Excerpt to read section start

It helps to write these thoughts out sometimes, so here's my state of mind 17 months post-dday, and with the new year coming up. Divorce papers are nearly signed. On my side, there are brief moments of raw emotion, but there is also a sense of seeing things the way they are/were (from the outside). I sense on her side the pain has grown lately. For a while, I sensed that her pain was tapering. But I really can't tell. As I think about the process of moving forward, I want to evolve and also crystallize the lessons. I don’t want to forget the past or her experience. I don’t want to pretend that suddenly I’m a changed person. I’m still me, dealing with my issues, but my eyes are more open, my mind more aware. I don’t think change is instantaneous, but I do hope it can be measured someday. I don’t know if I trust myself (and I’m not referring to infidelity) sometimes. I want to be tested so I can see the incremental growth. But what does that mean? And how?

Excerpt to read section end

Directions:
1. In the journal entry, how far along are the divorce papers?
2. Go on with the journal entry about the divorce, picking up after its final question.

Data listing section start

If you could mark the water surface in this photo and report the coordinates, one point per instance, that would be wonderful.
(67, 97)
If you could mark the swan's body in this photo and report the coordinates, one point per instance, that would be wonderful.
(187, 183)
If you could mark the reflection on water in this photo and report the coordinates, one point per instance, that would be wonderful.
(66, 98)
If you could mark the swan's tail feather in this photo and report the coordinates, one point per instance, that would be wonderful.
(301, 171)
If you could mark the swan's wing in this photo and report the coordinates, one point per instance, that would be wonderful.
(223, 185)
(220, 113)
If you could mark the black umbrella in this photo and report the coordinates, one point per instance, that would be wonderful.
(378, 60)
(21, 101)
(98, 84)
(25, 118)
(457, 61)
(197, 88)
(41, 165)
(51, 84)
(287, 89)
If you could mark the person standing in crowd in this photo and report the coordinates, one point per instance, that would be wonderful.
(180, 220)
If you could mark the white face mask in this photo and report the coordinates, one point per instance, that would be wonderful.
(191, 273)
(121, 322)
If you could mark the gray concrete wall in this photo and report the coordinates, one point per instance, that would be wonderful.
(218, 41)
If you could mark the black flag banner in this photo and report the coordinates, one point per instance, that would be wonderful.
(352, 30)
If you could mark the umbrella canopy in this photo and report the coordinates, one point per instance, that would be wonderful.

Data listing section end

Responses by item number:
1. They are nearly signed.

2.
After we are divorced, routines will continue to normalize, our children will be supported by healthy co-parents, therapy will continue. But what’s next from a personal development standpoint? How do I move forward? How do I not forget the past? How do I make sense of this terrible thing I created? And most importantly, how do I ensure I never become that monster again? Will I become complacent? Maybe the hardest part of the hard work is just the long game. True change will be proven once I’m faced with and have overcome the old barriers/patterns. And, will there ever be closure?
I remind myself: I acted selfishly and hurt the person I was supposed to care for until death do us part. I broke her heart into a million pieces. She suffers because of my actions. The pain I caused cannot be overstated. I committed betrayal, but I will not let that define me anymore, but I will let it change me. For this reason, I don’t want to forget. If I could indelibly memorialize this experience in/on me somehow, sort of wear this reminder around my neck, I would do it. I want to stand in front of the reality mirror and continue to see myself for who I am, what I did.
My biggest fear is that I will lie to myself and not see things for the way they really are over over the long term. I think this is a risk for anyone. So I continue to read these posts, finding little nuggets of wisdom and viewing myself through these similar experiences. I continue to journal and look in the mirror. My other biggest fear is that I will not see inside myself, not live in authenticity to myself (i.e., the self-lie). And my third biggest fear: that I will fail to love myself, the root of all my failings. Maybe having these fears keeps me vigilant... Maybe they aren't fear but rather reminders.
A few themes linger in my mind these days….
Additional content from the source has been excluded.